- [WHAT THIS EXERCISE ASKS]:
**a.** In the passage on state-owned enterprises, what cumulative loss did the fifty-eight enterprises record in 2022?
**b.** Write a continuation of the passage on state-owned enterprises, starting after its final sentence.

- [EXTRACT TO READ]:
- - - - -

Successive governments have lamented the drain these SOBEs and SOEs exert on the public purse, and unbearable price hikes have been forced on consumers, especially on essentials like fuel and electricity, to pay for their losses. And then, with the country bankrupt and begging the international community for relief, the International Monetary Fund (IMF) puts its foot down and commands that the SOEs must go.

Sounds familiar? Yes of course, because we have been on this treadmill before. But this time, the government appears somewhat more resolute to bite the bullet than its predecessors, and work on the groundwork for privatisation is reportedly in progress.

What happens next? Fifty-eight (58) SOEs that racked up a cumulative loss of Rs.726.9 billion in 2022 report a cumulative profit of Rs.311.5 billion this year, in just a few months. Or so we are told.

- - - - -

- [DATASET EXCERPT]:
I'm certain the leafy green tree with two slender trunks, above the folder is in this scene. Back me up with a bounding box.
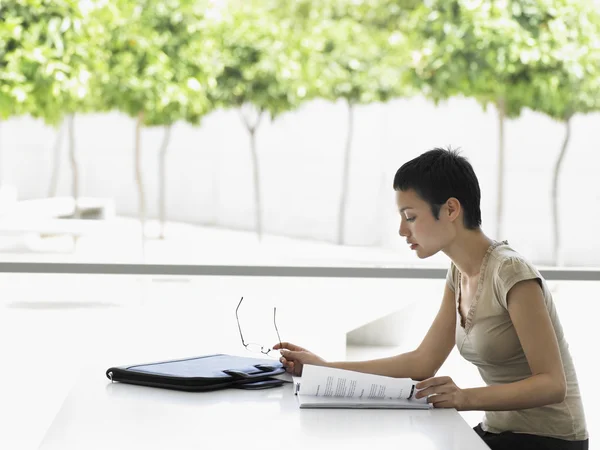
[94,0,216,237]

- - - - -

- [EXERCISE RESULTS]:
**a.** Rs.726.9 billion.

**b.**
With such jaw-dropping profit-making skills at the government’s disposal, one can be excused for wondering why we even need the advice of the IMF, let alone its money. The same transformative entrepreneurial acumen and drive can be passed on to the officials of the Central Bank of Sri Lanka, government departments like the Sri Lanka Transport Board and the Railway Department, the ministries of health and education, Department of Agriculture etc. etc. The state can start showing the private sector how to turn losses into a profit whenever a threat to privileged existence is on the horizon.

Or, is it more likely that these sudden profits are just pie in the sky, the result of creative accounting? Sri Lankan politicians have always considered their voters gullible fools, and now seem to think they can pull the wool over the eyes of the rest of the world too. Good luck with that.